▶ [MATERIAL TO PROCESS]
---
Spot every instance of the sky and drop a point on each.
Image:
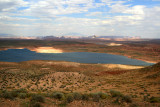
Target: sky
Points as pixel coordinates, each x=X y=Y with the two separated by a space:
x=87 y=17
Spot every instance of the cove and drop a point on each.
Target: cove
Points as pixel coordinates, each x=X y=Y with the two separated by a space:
x=19 y=55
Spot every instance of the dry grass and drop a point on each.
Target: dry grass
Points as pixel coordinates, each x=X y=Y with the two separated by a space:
x=50 y=76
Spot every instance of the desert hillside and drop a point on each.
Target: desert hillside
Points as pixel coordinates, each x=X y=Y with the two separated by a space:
x=95 y=84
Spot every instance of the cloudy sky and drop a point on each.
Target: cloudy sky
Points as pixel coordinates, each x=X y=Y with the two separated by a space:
x=88 y=17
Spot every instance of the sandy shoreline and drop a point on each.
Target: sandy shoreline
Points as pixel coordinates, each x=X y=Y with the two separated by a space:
x=46 y=50
x=55 y=50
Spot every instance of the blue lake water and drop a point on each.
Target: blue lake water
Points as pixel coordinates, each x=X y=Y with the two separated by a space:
x=19 y=55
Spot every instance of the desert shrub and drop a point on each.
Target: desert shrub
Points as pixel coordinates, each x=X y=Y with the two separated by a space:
x=102 y=95
x=115 y=93
x=154 y=100
x=62 y=86
x=22 y=90
x=134 y=105
x=58 y=95
x=96 y=97
x=69 y=98
x=117 y=100
x=85 y=97
x=37 y=98
x=7 y=95
x=22 y=95
x=127 y=99
x=14 y=93
x=77 y=96
x=35 y=104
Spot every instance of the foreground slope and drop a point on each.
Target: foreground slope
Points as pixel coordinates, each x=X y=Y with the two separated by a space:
x=121 y=85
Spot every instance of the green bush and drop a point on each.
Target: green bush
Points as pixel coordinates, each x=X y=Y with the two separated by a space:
x=22 y=95
x=134 y=105
x=69 y=98
x=7 y=95
x=85 y=97
x=154 y=100
x=77 y=96
x=115 y=93
x=36 y=104
x=37 y=98
x=58 y=95
x=102 y=95
x=127 y=99
x=96 y=97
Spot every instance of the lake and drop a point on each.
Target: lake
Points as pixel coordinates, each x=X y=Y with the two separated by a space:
x=19 y=55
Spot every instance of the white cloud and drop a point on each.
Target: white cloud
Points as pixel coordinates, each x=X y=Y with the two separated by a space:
x=10 y=5
x=50 y=18
x=95 y=14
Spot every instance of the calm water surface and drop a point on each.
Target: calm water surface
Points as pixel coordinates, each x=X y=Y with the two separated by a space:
x=19 y=55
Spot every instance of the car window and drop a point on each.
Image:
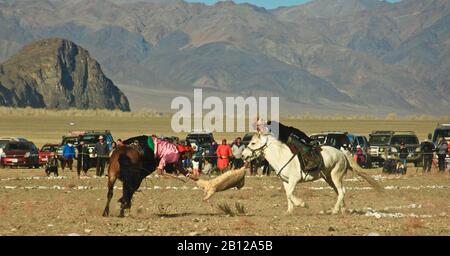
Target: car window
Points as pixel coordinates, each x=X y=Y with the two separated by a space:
x=3 y=143
x=439 y=133
x=360 y=141
x=18 y=146
x=71 y=140
x=405 y=139
x=379 y=139
x=48 y=148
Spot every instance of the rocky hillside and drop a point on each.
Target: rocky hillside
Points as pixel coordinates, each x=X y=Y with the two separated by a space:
x=56 y=73
x=352 y=55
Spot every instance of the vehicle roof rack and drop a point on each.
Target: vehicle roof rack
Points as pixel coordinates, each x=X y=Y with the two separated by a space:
x=334 y=132
x=383 y=132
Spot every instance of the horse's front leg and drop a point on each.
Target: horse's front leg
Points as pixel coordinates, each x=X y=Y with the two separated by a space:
x=289 y=188
x=111 y=180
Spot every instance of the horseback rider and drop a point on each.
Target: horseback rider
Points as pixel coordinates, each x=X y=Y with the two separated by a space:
x=298 y=142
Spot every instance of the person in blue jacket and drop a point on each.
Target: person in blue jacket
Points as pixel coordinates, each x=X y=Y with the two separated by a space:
x=68 y=156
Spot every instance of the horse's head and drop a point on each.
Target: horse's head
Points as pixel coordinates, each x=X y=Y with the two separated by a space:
x=256 y=146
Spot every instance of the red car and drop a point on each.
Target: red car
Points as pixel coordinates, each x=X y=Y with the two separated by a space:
x=47 y=151
x=19 y=153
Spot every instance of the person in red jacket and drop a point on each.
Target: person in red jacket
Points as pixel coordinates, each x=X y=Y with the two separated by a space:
x=223 y=155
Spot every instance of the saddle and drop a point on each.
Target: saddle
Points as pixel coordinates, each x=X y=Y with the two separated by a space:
x=308 y=154
x=145 y=146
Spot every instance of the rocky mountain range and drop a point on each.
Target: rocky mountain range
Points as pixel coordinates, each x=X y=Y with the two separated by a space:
x=352 y=55
x=57 y=74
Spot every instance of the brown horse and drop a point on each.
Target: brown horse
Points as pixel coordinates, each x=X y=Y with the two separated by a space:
x=130 y=163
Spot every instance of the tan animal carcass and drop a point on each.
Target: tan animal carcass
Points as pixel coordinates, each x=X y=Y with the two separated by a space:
x=231 y=179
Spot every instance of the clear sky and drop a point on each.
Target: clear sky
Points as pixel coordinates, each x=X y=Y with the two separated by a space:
x=268 y=4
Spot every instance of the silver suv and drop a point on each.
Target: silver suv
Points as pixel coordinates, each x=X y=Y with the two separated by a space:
x=386 y=145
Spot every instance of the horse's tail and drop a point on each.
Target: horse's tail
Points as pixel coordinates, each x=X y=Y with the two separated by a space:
x=203 y=183
x=353 y=166
x=119 y=163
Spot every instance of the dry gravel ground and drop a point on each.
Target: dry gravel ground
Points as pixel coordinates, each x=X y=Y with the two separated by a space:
x=414 y=204
x=32 y=204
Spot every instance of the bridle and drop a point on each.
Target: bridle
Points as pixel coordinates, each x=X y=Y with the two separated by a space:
x=261 y=149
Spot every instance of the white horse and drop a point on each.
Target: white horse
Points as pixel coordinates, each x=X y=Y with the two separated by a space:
x=287 y=167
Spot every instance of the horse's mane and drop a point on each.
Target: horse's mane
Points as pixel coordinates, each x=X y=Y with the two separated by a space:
x=272 y=139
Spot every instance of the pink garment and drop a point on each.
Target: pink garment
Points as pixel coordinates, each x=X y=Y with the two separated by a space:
x=166 y=152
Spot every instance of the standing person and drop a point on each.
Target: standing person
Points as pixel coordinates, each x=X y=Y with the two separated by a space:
x=360 y=159
x=237 y=150
x=223 y=155
x=82 y=158
x=448 y=152
x=403 y=155
x=102 y=151
x=68 y=156
x=427 y=148
x=442 y=150
x=196 y=160
x=212 y=153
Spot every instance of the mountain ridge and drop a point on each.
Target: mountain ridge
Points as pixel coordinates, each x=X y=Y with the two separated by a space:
x=364 y=53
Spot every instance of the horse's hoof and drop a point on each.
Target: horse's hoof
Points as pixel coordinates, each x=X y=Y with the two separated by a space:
x=288 y=212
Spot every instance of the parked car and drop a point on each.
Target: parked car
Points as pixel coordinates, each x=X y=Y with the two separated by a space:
x=247 y=138
x=334 y=139
x=90 y=138
x=201 y=138
x=14 y=138
x=47 y=151
x=359 y=140
x=19 y=154
x=442 y=130
x=386 y=145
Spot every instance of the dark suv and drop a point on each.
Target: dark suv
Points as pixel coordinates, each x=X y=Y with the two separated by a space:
x=442 y=130
x=19 y=154
x=334 y=139
x=386 y=145
x=201 y=139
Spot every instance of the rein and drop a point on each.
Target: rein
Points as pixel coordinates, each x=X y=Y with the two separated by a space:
x=284 y=166
x=262 y=148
---
▶ [REQUIRED WORK] Omitting the images, copy the listing exactly.

▶ [RESULT FOR THIS TASK]
Spot every instance of the sky and drop a point on each.
Image:
Target: sky
Points as pixel coordinates, each x=X y=Y with the two separated by a space:
x=87 y=17
Spot every instance of the cove and drop a point on each.
Target: cove
Points as pixel coordinates, each x=X y=Y with the two separated by a space:
x=19 y=55
Spot every instance of the dry grass and drop a point on each.
Target: dry grass
Points as pixel coordinates, each x=X y=Y with the two separated by a space:
x=50 y=76
Spot every instance of the desert hillside and drop a point on each.
Target: desert hillside
Points as pixel coordinates, each x=X y=Y with the two separated by a space:
x=95 y=84
Spot every instance of the cloudy sky and drop a point on each.
Target: cloudy sky
Points as pixel coordinates, each x=X y=Y with the two separated by a space:
x=88 y=17
Spot every instance of the sandy shoreline and drop a point on each.
Target: sandy shoreline
Points as pixel coordinates, each x=X y=Y with the two separated by a space:
x=46 y=50
x=55 y=50
Spot every instance of the blue lake water and drop a point on each.
Target: blue lake water
Points as pixel coordinates, each x=X y=Y with the two separated by a space:
x=19 y=55
Spot every instance of the desert shrub and drop a point on each.
Target: desert shrub
Points as pixel coordinates, each x=X y=Y with the two separated by a space:
x=102 y=95
x=115 y=93
x=154 y=100
x=62 y=86
x=22 y=90
x=134 y=105
x=58 y=95
x=96 y=97
x=69 y=98
x=117 y=100
x=85 y=97
x=37 y=98
x=7 y=95
x=22 y=95
x=127 y=99
x=14 y=93
x=77 y=96
x=35 y=104
Spot every instance of the foreground slope and drop a point on each.
Target: foreground slope
Points as pixel coordinates, each x=X y=Y with the two separated by a space:
x=121 y=85
Spot every instance of the green bush and drop a point on each.
Target: green bush
Points as pixel coordinates, each x=X y=Y with the two separated by a space:
x=22 y=95
x=134 y=105
x=69 y=98
x=7 y=95
x=85 y=97
x=154 y=100
x=77 y=96
x=115 y=93
x=36 y=104
x=37 y=98
x=58 y=95
x=102 y=95
x=127 y=99
x=96 y=97
Spot every instance of the lake and drop a point on each.
Target: lake
Points as pixel coordinates, each x=X y=Y with the two separated by a space:
x=19 y=55
Spot every instance of the white cloud and drop a point on each.
Target: white cloud
Points as pixel coordinates, each x=X y=Y with the two separated by a space:
x=10 y=5
x=50 y=18
x=95 y=14
Spot every instance of the calm water surface and drop a point on each.
Target: calm water surface
Points as pixel coordinates, each x=X y=Y with the two separated by a space:
x=19 y=55
Spot every instance of the car window and drop a point on each.
Image:
Target: car window
Points as pixel coordinates, each x=X y=Y with the two separated by a space:
x=3 y=143
x=439 y=133
x=360 y=141
x=18 y=146
x=71 y=140
x=405 y=139
x=379 y=139
x=48 y=148
Spot every instance of the rocky hillside and drop a point on each.
Target: rocky hillside
Points as pixel coordinates, each x=X y=Y with the two separated by a space:
x=56 y=73
x=352 y=55
Spot every instance of the vehicle roof rack and drop a point on each.
Target: vehicle roof rack
Points as pixel coordinates, each x=X y=Y with the two separated by a space:
x=334 y=132
x=383 y=132
Spot every instance of the horse's front leg and drop a point on each.
Target: horse's front leg
Points as pixel coordinates, each x=X y=Y with the two separated by a space:
x=289 y=188
x=111 y=180
Spot every instance of the horseback rider and drop a point on each.
Target: horseback rider
Points as pixel coordinates, each x=X y=Y with the two separated by a space:
x=298 y=142
Spot every instance of the person in blue jacket and drop a point on each.
Target: person in blue jacket
Points as pixel coordinates, each x=X y=Y with the two separated by a space:
x=68 y=156
Spot every instance of the horse's head and drop a point on each.
Target: horse's head
Points as pixel coordinates, each x=X y=Y with the two separated by a space:
x=256 y=146
Spot every instance of the red car and drop a point on each.
Target: red car
Points as pixel coordinates, each x=X y=Y with the two separated by a space:
x=47 y=151
x=19 y=153
Spot every instance of the person in red jacket and drop a point on each.
Target: person in red jacket
Points as pixel coordinates, each x=X y=Y with the two separated by a space:
x=223 y=155
Spot every instance of the saddle and drop a point on each.
Target: saddle
Points as pixel coordinates, each x=X y=Y with the two separated by a space:
x=308 y=154
x=145 y=146
Spot every instance of the rocky mountain range and drop a point on each.
Target: rocky mountain range
Points as pixel coordinates, each x=X y=Y with the two separated by a space:
x=352 y=55
x=57 y=74
Spot every instance of the brown horse and drop a point on each.
Target: brown horse
Points as pixel coordinates, each x=X y=Y with the two separated by a space:
x=130 y=163
Spot every instance of the tan animal carcass and drop a point on each.
Target: tan animal carcass
Points as pixel coordinates, each x=X y=Y with the two separated by a space:
x=231 y=179
Spot every instance of the clear sky and drop a point on each.
Target: clear sky
Points as pixel coordinates, each x=X y=Y with the two separated by a space:
x=268 y=4
Spot every instance of the silver suv and drop a point on each.
Target: silver suv
Points as pixel coordinates, each x=X y=Y with the two separated by a space:
x=386 y=145
Spot every instance of the horse's tail and drop a point on each.
Target: horse's tail
Points as pixel coordinates, each x=X y=Y with the two separated by a space:
x=203 y=183
x=353 y=166
x=119 y=163
Spot every instance of the dry gravel ground and drop a point on each.
Target: dry gravel ground
Points as pixel coordinates, each x=X y=Y with the two separated by a space:
x=414 y=204
x=32 y=204
Spot every instance of the bridle and drop a point on each.
Target: bridle
Points as pixel coordinates, each x=X y=Y with the two separated by a space:
x=261 y=149
Spot every instance of the white horse and drop a point on each.
Target: white horse
Points as pixel coordinates, each x=X y=Y with the two separated by a space:
x=287 y=167
Spot every instance of the horse's mane and drop a point on each.
Target: horse's mane
Points as pixel coordinates, each x=X y=Y with the two separated by a space:
x=272 y=139
Spot every instance of the pink garment and drop a point on each.
Target: pink garment
Points as pixel coordinates, each x=X y=Y with the two separated by a space:
x=166 y=152
Spot every instance of the standing person and drop a point on each.
Target: standing person
Points as pixel coordinates, each x=X y=Y with the two separated by a space:
x=360 y=159
x=237 y=150
x=223 y=155
x=82 y=158
x=448 y=152
x=403 y=155
x=102 y=151
x=68 y=156
x=427 y=148
x=442 y=150
x=196 y=160
x=212 y=153
Spot every instance of the mountain ridge and drop a point on each.
Target: mountain ridge
Points as pixel coordinates, each x=X y=Y with the two separated by a space:
x=364 y=53
Spot every instance of the horse's hoof and drop a point on each.
Target: horse's hoof
Points as pixel coordinates, each x=X y=Y with the two separated by a space:
x=288 y=212
Spot every instance of the parked car and drop a point on each.
Target: parked car
Points as pixel coordinates, each x=X y=Y with the two separated by a space:
x=247 y=138
x=334 y=139
x=90 y=138
x=201 y=138
x=14 y=138
x=47 y=151
x=359 y=140
x=19 y=154
x=442 y=130
x=386 y=145
Spot every instance of the dark suv and drop a point on each.
Target: dark suv
Points as pixel coordinates, each x=X y=Y with the two separated by a space:
x=442 y=130
x=19 y=154
x=334 y=139
x=386 y=145
x=201 y=139
Spot every instance of the rein and drop a point on each.
Target: rein
Points as pixel coordinates, each x=X y=Y with the two separated by a space:
x=284 y=166
x=262 y=148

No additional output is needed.